## Task details
Begin at the line containing "the metal hose" and reproduce every line through the end of the entries below. Nothing else should appear.

Extracted records:

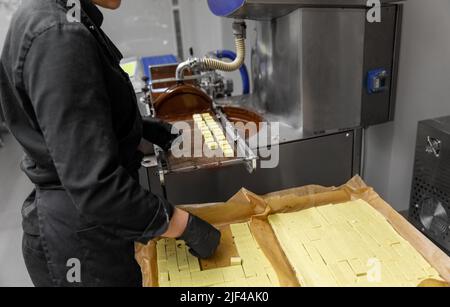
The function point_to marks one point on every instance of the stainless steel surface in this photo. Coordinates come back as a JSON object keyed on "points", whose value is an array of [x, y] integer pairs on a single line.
{"points": [[269, 9], [325, 160], [307, 68]]}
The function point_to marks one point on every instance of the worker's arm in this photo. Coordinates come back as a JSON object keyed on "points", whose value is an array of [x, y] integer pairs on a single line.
{"points": [[64, 81], [159, 132]]}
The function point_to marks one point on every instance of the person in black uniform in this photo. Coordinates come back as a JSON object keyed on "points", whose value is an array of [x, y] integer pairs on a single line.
{"points": [[73, 110]]}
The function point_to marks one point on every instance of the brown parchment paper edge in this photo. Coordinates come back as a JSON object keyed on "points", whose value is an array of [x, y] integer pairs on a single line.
{"points": [[247, 206]]}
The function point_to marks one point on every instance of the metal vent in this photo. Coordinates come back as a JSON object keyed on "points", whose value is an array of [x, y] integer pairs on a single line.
{"points": [[431, 212]]}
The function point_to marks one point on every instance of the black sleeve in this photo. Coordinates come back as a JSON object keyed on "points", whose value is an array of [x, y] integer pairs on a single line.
{"points": [[158, 132], [64, 81]]}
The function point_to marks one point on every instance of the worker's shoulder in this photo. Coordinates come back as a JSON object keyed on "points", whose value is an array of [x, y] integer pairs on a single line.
{"points": [[36, 17]]}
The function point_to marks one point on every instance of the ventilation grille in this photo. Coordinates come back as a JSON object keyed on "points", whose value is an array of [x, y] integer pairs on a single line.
{"points": [[430, 211]]}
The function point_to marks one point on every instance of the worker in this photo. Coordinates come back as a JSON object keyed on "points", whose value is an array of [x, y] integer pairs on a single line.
{"points": [[74, 112]]}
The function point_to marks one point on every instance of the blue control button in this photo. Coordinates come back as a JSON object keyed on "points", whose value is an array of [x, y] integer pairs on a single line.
{"points": [[225, 7], [377, 81]]}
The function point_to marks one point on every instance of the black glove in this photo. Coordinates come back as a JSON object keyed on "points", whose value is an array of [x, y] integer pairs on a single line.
{"points": [[201, 237], [158, 132]]}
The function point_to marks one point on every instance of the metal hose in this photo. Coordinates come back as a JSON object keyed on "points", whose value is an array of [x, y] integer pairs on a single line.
{"points": [[239, 31], [214, 64]]}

## Answer box
The function point_to marks one point on every instance of the metal hose in this photo. Coordinates come back as a JSON object keyed on "points", whose value is an array of [x, y] integer pairs on a single line.
{"points": [[239, 31], [214, 64]]}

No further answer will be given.